■ **Exercício**
Copie da entrevista, sem nenhuma alteração, o trecho entre "Continuar produzindo na" e "desvantagens desse formato?", inclusive.

■ **Texto do documento**
========================

ADG - Facilita muito. Não só na parte financeira como na criação. Eu tenho à minha disposição todas as ferramentas para criar e gravar a qualquer momento. Mas nada disso adianta se você não tem a vontade e a perseverança em produzir e realizar.
EM – Os músicos brasileiros no geral já nascem sob a influência de uma tempestade de ritmos brasileiros e os jazzistas ainda carregam a influência do jazz norte-americano. Podemos dizer que o Jazz Standards, que traz Giant Steps, Cherokee, A Night in Tunisia e outros, mistura o jazz tradicional com o jeitinho brasileiro de tocar?
ADG - É exatamente isso. O álbum “Jazz Standards” não é um disco de standards de jazz abrasileirado, são as músicas como elas são, mas com a impressão, sotaque e a bagagem de músicos brasileiros.
EM – O teu disco mais recente, o Metrópole, foi gravado por partes. Com você e o baixista Jefferson Lescowitch construindo as bases, os metais inseridos depois e a masterização feita no Abbey Road com o Andy Walter. Gostaria que explicasse esse processo.
ADG - Os discos de jazz normalmente são gravados com todos os músicos juntos, interagindo ao mesmo tempo. Já em outros estilos, é normal ser gravado primeiramente as bases e depois o restante dos instrumentos.
Para mim isso é muito normal e quando gravo a minha bateria, já toco imaginando o que entrará depois. Como também sou o produtor dos meus discos, e conheço muito bem os músicos que tocam comigo, consigo ter uma visão geral do todo, e de como o álbum vai soar no final.
Quanto à masterização no Abbey Road, esse foi meu quarto disco masterizado lá, esse último, masterizado pelo engenheiro de som Andy Walter.
EM – Aproveitando, em 2020/21, anos de pandemia do corona vírus, você lançou dois álbuns com inéditas. É um bom volume de trabalho enquanto todos estavam retraídos. Gostaria que falasse sobre isso.
ADG - Não fui o único a produzir na pandemia, muita gente produziu, na medida do possível, se adaptando assim como eu. O “Jazz Standards” eu lancei em março de 2020, foi o início da pandemia, então não afetou na produção. Já o “Metrópole”, lancei em maio de 2021, no auge da pandemia, esse sim, tive que me adaptar para finalizar o disco.
Continuar produzindo na pandemia me ajudou a ficar com a mente sã em meio a toda essa loucura.
EM – Antigamente os artistas pensavam em lançar um “álbum”, que era um trabalho com uma certa unidade. Hoje a principal forma de apresentar um trabalho novo é lançando nas plataformas digitais e você fez isso com os teus trabalhos recentes. Quais as vantagens e desvantagens desse formato?
ADG - Eu continuo fazendo álbuns com uma unidade e com concepção definida. A diferença é que não faço mais CDs e distribuo somente nas plataformas digitais. Como artista independente eu só vejo vantagens, não tenho mais o custo da fabricação dos CDs e a distribuição digital é para o mundo todo.

========================

■ **Os dados**
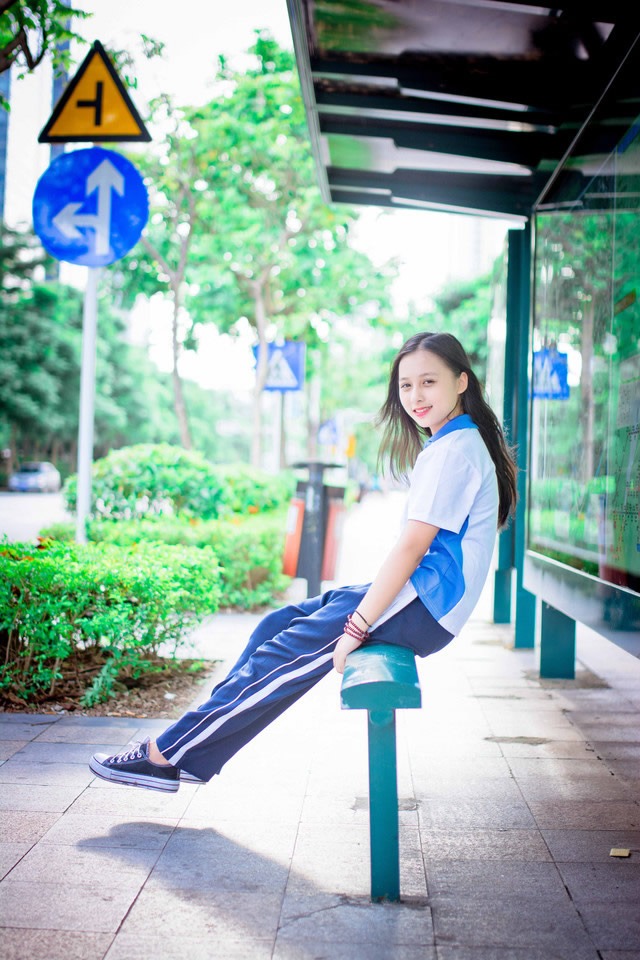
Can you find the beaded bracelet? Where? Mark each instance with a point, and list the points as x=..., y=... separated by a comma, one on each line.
x=353, y=630
x=364, y=619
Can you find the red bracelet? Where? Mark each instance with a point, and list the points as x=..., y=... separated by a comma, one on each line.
x=353, y=630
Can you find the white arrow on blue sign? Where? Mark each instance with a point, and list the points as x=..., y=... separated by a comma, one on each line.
x=90, y=207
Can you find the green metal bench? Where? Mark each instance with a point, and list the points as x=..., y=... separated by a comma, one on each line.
x=382, y=678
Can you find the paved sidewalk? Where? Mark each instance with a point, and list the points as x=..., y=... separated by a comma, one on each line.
x=512, y=795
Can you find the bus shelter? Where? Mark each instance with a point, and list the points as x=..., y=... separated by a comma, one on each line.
x=530, y=113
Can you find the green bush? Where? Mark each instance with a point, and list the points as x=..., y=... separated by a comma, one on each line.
x=62, y=600
x=249, y=551
x=151, y=479
x=158, y=479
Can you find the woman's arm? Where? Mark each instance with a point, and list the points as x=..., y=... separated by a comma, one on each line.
x=413, y=543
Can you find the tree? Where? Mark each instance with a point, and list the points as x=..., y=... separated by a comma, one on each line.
x=238, y=228
x=31, y=29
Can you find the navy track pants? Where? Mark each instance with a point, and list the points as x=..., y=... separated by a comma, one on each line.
x=288, y=652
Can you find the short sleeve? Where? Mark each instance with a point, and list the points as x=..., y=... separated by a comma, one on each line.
x=443, y=486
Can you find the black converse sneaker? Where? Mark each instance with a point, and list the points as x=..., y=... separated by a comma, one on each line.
x=132, y=766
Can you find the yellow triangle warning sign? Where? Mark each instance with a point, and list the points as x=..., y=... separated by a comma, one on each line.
x=95, y=106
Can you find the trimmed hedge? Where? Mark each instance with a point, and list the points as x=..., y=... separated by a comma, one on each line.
x=249, y=551
x=62, y=599
x=150, y=480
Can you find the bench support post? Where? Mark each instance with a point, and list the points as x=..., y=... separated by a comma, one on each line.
x=383, y=805
x=557, y=644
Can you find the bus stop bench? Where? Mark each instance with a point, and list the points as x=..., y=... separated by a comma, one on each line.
x=382, y=678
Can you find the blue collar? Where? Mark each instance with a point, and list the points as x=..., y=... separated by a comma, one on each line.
x=461, y=422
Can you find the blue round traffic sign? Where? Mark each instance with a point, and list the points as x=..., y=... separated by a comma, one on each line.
x=90, y=207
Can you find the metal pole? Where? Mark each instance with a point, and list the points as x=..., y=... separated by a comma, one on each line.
x=525, y=619
x=87, y=396
x=383, y=806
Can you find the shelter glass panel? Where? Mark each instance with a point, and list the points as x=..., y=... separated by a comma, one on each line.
x=584, y=485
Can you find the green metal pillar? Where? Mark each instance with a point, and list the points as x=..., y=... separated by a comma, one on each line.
x=525, y=626
x=383, y=806
x=557, y=644
x=506, y=560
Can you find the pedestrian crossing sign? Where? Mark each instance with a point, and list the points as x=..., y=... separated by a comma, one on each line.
x=95, y=106
x=285, y=366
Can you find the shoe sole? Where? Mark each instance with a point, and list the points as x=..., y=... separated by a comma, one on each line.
x=133, y=780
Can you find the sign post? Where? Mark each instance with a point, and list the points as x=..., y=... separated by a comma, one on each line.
x=87, y=401
x=89, y=208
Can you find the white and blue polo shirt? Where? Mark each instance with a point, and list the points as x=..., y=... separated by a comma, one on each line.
x=452, y=486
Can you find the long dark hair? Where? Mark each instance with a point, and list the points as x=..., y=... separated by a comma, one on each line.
x=403, y=439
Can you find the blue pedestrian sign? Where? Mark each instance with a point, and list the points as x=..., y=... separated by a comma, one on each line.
x=285, y=369
x=550, y=374
x=90, y=207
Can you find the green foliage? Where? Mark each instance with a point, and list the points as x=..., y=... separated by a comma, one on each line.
x=123, y=602
x=30, y=29
x=249, y=551
x=149, y=480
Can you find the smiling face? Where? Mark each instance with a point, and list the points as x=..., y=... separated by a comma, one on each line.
x=429, y=390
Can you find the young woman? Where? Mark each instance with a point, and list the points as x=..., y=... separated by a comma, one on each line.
x=462, y=488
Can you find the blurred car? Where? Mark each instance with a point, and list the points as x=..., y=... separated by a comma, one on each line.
x=39, y=475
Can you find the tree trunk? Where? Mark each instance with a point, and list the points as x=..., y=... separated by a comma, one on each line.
x=261, y=375
x=283, y=432
x=586, y=389
x=178, y=395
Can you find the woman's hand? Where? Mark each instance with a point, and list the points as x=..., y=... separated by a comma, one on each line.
x=345, y=645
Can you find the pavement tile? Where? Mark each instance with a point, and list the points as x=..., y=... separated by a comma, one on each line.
x=133, y=947
x=576, y=788
x=10, y=854
x=308, y=948
x=86, y=908
x=626, y=769
x=611, y=882
x=45, y=752
x=213, y=806
x=504, y=953
x=620, y=954
x=568, y=815
x=89, y=733
x=626, y=718
x=580, y=846
x=48, y=862
x=28, y=717
x=28, y=798
x=617, y=732
x=101, y=831
x=45, y=774
x=52, y=945
x=18, y=826
x=617, y=929
x=491, y=879
x=550, y=750
x=524, y=767
x=23, y=729
x=612, y=750
x=331, y=918
x=9, y=747
x=205, y=860
x=475, y=814
x=333, y=866
x=231, y=914
x=453, y=767
x=519, y=845
x=117, y=801
x=548, y=925
x=455, y=789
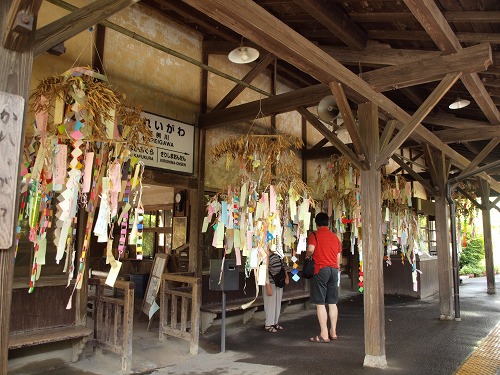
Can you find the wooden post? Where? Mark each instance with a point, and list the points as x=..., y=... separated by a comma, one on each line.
x=488, y=242
x=371, y=241
x=443, y=240
x=15, y=76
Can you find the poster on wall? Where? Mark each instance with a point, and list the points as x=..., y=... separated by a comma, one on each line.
x=11, y=125
x=172, y=144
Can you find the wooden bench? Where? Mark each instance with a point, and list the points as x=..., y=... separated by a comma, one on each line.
x=77, y=334
x=210, y=312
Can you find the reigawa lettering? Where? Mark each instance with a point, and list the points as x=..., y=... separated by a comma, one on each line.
x=171, y=147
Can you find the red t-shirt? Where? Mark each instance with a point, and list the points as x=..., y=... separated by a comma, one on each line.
x=326, y=248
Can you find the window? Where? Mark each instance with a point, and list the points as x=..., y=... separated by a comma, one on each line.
x=157, y=232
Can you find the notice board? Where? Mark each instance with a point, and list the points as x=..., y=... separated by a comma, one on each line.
x=149, y=305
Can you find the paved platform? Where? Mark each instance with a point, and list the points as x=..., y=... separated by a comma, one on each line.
x=417, y=342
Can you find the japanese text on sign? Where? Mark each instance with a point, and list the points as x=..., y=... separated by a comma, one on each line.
x=172, y=144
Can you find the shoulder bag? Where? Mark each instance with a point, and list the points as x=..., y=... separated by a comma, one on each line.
x=308, y=268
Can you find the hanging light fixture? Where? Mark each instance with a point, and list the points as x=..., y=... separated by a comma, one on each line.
x=459, y=103
x=243, y=54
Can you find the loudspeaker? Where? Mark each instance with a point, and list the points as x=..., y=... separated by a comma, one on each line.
x=327, y=109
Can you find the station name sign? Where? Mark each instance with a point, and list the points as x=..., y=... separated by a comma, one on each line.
x=171, y=145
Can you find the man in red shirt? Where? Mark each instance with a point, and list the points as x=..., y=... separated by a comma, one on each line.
x=325, y=248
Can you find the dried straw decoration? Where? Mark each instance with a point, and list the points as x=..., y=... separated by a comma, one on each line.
x=96, y=100
x=267, y=159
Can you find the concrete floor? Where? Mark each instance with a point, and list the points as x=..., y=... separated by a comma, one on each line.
x=417, y=342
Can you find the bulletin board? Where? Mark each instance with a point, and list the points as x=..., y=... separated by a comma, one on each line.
x=149, y=305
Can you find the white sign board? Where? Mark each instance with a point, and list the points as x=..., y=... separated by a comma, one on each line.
x=172, y=144
x=11, y=126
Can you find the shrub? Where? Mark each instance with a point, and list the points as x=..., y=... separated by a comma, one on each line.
x=472, y=257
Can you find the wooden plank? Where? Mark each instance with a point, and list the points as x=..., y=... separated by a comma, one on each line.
x=374, y=326
x=417, y=117
x=249, y=77
x=45, y=336
x=433, y=21
x=128, y=329
x=480, y=157
x=255, y=23
x=487, y=236
x=20, y=24
x=15, y=77
x=325, y=132
x=336, y=21
x=387, y=133
x=414, y=174
x=469, y=135
x=70, y=25
x=468, y=60
x=11, y=127
x=442, y=239
x=348, y=117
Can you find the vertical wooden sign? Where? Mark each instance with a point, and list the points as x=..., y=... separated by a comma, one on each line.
x=11, y=126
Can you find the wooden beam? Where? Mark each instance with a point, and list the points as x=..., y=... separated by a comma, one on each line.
x=68, y=26
x=371, y=201
x=15, y=78
x=320, y=153
x=449, y=121
x=336, y=21
x=417, y=117
x=487, y=237
x=477, y=133
x=431, y=166
x=20, y=25
x=433, y=21
x=249, y=77
x=275, y=104
x=389, y=128
x=465, y=16
x=481, y=55
x=325, y=132
x=414, y=174
x=348, y=117
x=471, y=198
x=377, y=54
x=468, y=60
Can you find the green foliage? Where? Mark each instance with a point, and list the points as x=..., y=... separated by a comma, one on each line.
x=472, y=256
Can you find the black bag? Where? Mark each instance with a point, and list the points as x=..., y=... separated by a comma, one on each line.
x=308, y=268
x=279, y=278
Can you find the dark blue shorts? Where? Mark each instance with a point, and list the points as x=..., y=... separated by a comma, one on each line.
x=324, y=287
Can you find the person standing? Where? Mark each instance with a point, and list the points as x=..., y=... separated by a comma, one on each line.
x=325, y=248
x=272, y=294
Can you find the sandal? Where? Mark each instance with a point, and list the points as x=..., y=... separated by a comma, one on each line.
x=270, y=329
x=318, y=339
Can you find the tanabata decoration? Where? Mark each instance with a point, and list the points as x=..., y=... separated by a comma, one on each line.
x=79, y=158
x=339, y=183
x=268, y=207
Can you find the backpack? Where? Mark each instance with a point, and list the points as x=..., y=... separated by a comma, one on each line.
x=279, y=278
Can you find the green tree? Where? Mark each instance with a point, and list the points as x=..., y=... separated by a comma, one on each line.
x=472, y=256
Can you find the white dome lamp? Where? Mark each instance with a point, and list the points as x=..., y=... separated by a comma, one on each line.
x=243, y=54
x=459, y=103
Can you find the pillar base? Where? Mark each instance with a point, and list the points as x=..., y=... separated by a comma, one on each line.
x=375, y=361
x=446, y=317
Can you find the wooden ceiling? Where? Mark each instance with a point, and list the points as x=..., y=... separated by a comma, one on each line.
x=401, y=48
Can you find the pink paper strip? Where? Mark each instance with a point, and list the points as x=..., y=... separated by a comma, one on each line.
x=87, y=173
x=61, y=164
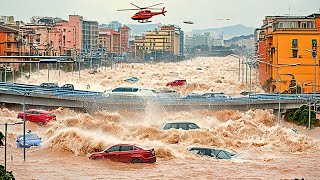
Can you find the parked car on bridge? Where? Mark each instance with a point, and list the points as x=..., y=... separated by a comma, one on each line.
x=40, y=117
x=180, y=125
x=132, y=79
x=209, y=95
x=167, y=93
x=180, y=82
x=212, y=152
x=49, y=85
x=31, y=140
x=127, y=153
x=130, y=92
x=67, y=87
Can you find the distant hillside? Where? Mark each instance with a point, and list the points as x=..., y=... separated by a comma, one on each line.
x=228, y=31
x=244, y=40
x=238, y=38
x=138, y=29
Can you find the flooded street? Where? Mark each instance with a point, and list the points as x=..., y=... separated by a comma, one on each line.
x=264, y=149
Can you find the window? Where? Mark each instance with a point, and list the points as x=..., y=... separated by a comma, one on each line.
x=294, y=53
x=193, y=126
x=114, y=149
x=280, y=25
x=127, y=148
x=183, y=126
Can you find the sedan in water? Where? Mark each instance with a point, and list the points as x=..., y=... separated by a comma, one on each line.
x=127, y=153
x=180, y=125
x=31, y=140
x=212, y=152
x=180, y=82
x=40, y=117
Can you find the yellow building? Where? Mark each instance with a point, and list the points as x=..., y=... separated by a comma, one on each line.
x=285, y=47
x=166, y=39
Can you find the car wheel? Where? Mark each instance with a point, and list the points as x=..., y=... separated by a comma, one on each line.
x=136, y=160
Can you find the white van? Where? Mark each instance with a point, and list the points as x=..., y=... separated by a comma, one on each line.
x=130, y=91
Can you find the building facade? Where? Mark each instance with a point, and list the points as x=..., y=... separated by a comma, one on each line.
x=167, y=40
x=9, y=45
x=285, y=44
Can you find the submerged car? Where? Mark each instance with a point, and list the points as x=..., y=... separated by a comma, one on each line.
x=209, y=95
x=127, y=153
x=180, y=82
x=31, y=140
x=212, y=152
x=38, y=116
x=67, y=87
x=49, y=85
x=132, y=79
x=180, y=125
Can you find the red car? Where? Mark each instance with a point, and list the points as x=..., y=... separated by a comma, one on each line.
x=127, y=153
x=40, y=117
x=177, y=83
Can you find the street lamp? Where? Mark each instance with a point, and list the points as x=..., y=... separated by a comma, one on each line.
x=5, y=140
x=236, y=56
x=315, y=70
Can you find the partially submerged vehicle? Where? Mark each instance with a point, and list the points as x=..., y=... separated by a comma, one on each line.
x=212, y=152
x=180, y=125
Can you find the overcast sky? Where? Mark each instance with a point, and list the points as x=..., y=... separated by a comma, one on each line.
x=205, y=13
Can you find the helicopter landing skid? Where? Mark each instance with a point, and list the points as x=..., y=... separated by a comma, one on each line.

========================

■ **Solução escrita**
Continuar produzindo na pandemia me ajudou a ficar com a mente sã em meio a toda essa loucura.
EM – Antigamente os artistas pensavam em lançar um “álbum”, que era um trabalho com uma certa unidade. Hoje a principal forma de apresentar um trabalho novo é lançando nas plataformas digitais e você fez isso com os teus trabalhos recentes. Quais as vantagens e desvantagens desse formato?